***** TEXTABSCHNITT
Jemand ruft eine Ambulanz, die sie allerdings ablehnt, als sie wieder wach ist. Die Sanitäter ziehen unverrichteter Dinge wieder ab, zumindest wurden sie nicht angepöbelt. Die hätten sicher auch besseres zu tun gehabt... Das ganze wird allmählich richtig mies und auch ein wenig peinlich.

Aber ich lass sie ja nun nicht allein durch Berlin laufen. Also in die Bahn gen Wedding, davon abhalten endet wieder böse.. Vom Alex zum Leopoldplatz, U8 bis Osloer, rein in die U9 bis mitten im Shit. Und dann warten. "Mein Kerl kommt gleich!"

"Scheiße! Was tu ich hier?" denk ich mir, während ich da so stehe und mich umschaue. Jede einzelne Sitzbank mit jemandem besetzt, der darauf schläft, mitten auf dem Platz seh ich eine Gruppe von drei Personen, offenkundig im Streit, ich höre russische oder polnische Wortfetzen herüberschallen, stehen können die Typen alle kaum noch, interessanterweise geht trotzdem keiner zu Bodem bei dem Gerempel und Geschubse. Was fehlt, sind die Mädels am Straßenrand, die "ficki-ficki" flüstern.

Ihr wird es zu bunt, sie geht entschlossen auf zwei augenscheinlich Betrunkene zu und fragt ganz direkt. "Habt ihr was?" - "Mädchen, wir haben alles, was du willst!"...das reicht mir, ich zieh sie weg, werde beschimpft, ist mir egal, bei Gegenwehr krieg ich die beiden los, die können sich so oder so kaum noch auf den Beinen halten. Mein Beschluss, nach heute den Kontakt abzubrechen ist nun gefasst, heut Nacht aber halt ich sie noch aus jeglichem Mist raus. So gut das eben machbar ist.
**********
***** BEREITGESTELLTES MATERIAL
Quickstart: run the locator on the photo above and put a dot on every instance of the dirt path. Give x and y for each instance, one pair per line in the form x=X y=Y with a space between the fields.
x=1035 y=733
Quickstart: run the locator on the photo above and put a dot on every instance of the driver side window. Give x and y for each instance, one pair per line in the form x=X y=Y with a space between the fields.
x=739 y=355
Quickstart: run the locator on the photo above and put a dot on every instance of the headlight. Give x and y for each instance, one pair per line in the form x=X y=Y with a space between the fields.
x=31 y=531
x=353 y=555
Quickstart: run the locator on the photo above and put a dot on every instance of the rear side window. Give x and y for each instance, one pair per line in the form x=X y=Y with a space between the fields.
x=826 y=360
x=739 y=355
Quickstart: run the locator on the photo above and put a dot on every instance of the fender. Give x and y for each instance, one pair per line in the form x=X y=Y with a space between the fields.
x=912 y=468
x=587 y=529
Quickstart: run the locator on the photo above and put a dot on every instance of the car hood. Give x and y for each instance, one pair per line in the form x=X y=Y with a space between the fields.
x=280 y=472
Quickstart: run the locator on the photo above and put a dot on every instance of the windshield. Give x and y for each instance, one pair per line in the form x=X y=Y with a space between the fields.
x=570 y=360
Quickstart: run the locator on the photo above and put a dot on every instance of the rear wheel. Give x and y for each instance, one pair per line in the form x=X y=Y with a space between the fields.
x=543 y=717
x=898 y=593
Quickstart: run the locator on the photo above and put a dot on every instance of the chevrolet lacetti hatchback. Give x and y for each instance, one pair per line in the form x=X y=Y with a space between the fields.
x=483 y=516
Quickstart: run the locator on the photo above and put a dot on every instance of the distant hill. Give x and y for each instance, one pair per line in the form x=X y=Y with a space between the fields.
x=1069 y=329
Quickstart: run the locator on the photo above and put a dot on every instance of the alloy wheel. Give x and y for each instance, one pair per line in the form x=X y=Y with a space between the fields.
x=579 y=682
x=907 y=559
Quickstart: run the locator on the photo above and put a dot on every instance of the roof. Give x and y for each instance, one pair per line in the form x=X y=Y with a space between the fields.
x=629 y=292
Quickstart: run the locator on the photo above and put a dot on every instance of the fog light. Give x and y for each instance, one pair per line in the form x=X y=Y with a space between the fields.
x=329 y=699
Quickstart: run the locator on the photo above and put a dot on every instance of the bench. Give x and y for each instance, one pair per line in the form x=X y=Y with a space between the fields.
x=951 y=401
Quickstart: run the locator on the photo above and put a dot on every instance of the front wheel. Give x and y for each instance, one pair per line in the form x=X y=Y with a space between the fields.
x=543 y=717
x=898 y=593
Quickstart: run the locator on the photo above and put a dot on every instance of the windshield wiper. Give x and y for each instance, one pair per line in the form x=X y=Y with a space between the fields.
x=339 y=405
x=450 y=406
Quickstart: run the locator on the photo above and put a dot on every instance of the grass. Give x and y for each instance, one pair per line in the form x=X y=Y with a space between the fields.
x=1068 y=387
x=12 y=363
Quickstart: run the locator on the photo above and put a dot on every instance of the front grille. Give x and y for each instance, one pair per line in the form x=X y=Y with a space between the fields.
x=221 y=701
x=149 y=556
**********
▶ AUFGABE 1:
Beantworte anhand der Schilderung der Berliner Nacht:
(a) Was tun die Sanitäter, nachdem sie die Ambulanz ablehnt?
(b) Mit welcher Linie geht es ab Osloer weiter?
(c) Welche Frage stellt sie den zwei augenscheinlich Betrunkenen?
▶ AUFGABE 2: Ändere in der Schilderung der Berliner Nacht die Passage von „Ihr wird es“ bis einschließlich „eben machbar ist.“: Ersetze dabei „Mist“ durch „Ärger“.
▶ AUFGABE 3: Setze die Schilderung der Berliner Nacht im Anschluss an ihren letzten Satz fort.
Das Material spielt hierfür keine Rolle.

▶ ANTWORT 1:
(a) Sie ziehen unverrichteter Dinge wieder ab.
(b) Mit der U9.
(c) „Habt ihr was?“

▶ ANTWORT 2:
Ihr wird es zu bunt, sie geht entschlossen auf zwei augenscheinlich Betrunkene zu und fragt ganz direkt. "Habt ihr was?" - "Mädchen, wir haben alles, was du willst!"...das reicht mir, ich zieh sie weg, werde beschimpft, ist mir egal, bei Gegenwehr krieg ich die beiden los, die können sich so oder so kaum noch auf den Beinen halten. Mein Beschluss, nach heute den Kontakt abzubrechen ist nun gefasst, heut Nacht aber halt ich sie noch aus jeglichem Ärger raus. So gut das eben machbar ist.

▶ ANTWORT 3:
Ihr Dealer taucht auf. Allerhöchstens 25, gegelte Haare, Jogginghose, ekelhaft. Er begrüßt mich mit Bussi links und rechts (das kenn ich doch??), ich tu mir das an, damit hier nichts aus der Bahn läuft. "Hany" nennt er sich. Er hat eine blutige Narbe auf der Wange aber blitzeblank weiße Zähne. "Da ist ein Deal scheiße gelaufen!", so erklärt er die Narbe, "Sind neue Zähne, nach dem kaputten Deal hatte ich keine mehr! Aber ich hab dem Zahnarzt gut gezahlt!" sagt er in astreinem Deutsch, kein "Altah", kein "Digger", nichts mit Mutter ficken...er redet reinstes hochdeutsch. Soviel zum Klischee.

Wir laufen etwa zehn Minuten, dann wird es ernst. "Willst du auch kaufen, mein Freund?" - "Nein, auf keinen Fall, ich begleite nur!" (warum auch immer)... "Ok, dann chill mal! Wir gehen jetzt in das Haus da drüben, Ware checken und so! Ist da immer gut! Lauf nicht weg, mein Freund! Bleib hier sitzen!" Er schenkt mir eine Marlboro, die soll mich wohl überzeugen, an Ort und Stelle zu bleiben.

Also sitz ich da, auf ner Tischtennisplatte, die vor einem Kinderspielplatz steht, schmöke die verkackte Kippe weg, eine Mutter mit Kinderwagen geht vorbei und lächelt mich an und ich lächele zurück, denn verstellen kann ich mich gut. Eigentlich stell mir Fragen. Warum geh ich nicht einfach? Warum ruf ich nicht die Cops? Warum bin ich überhaupt hergekommen?!? Warum hab ich diesen beschissenen Beschützerinstinkt, dem ich grad folge...zumindest gesund heim nach Prenzlberg soll sie kommen, was danach ist... und warum will ich DAS überhaupt? Erklären kann ichs mir nicht.

So sitz ich da in einer doch recht familiär aussehenden Seitenstraße, sehe all die erleuchteten Fenster mit Schatten dahinter und warte beinebaumelnd, daß sie aus diesem harmlos aussehenden Dönerladen zurück kommt, der nur so tut, als würde er türkische Spezialitäten verkaufen...das wahre Geschäft findet wie in einem schlechten Krimi im Hinterzimmer statt. Und den Laden kannte vor zwei Jahren, in der Zeit, in der diese Geschichte spielt, kaum wer, hat mir der Dealer erzählt, stolz grinsend mit seinen Blitzezähnen, das war ein Geheimtipp. Mit Passwort und so. Wie im Film halt.

Ich hab sie dann noch heim in den Prenzlauer Berg gebracht und ihr vor der Haustür gesagt, daß das unser letztes Treffen war. Tränen sind geflossen, im Normalfall komm ich damit gar nicht klar, dieses Mal aber hab ich die nächste Tram gen "weg von hier" genommen. Vorher noch ein Bier gekauft für die Fahrt, um die ganze Geschichte zu beerdigen. Oder eher zu ersäufen.

In der Bahn skippt das Handy zum grandiosen "Short stories with tragic endings", einem meiner Lieblingslieder.

Wie passsend. Wie passend....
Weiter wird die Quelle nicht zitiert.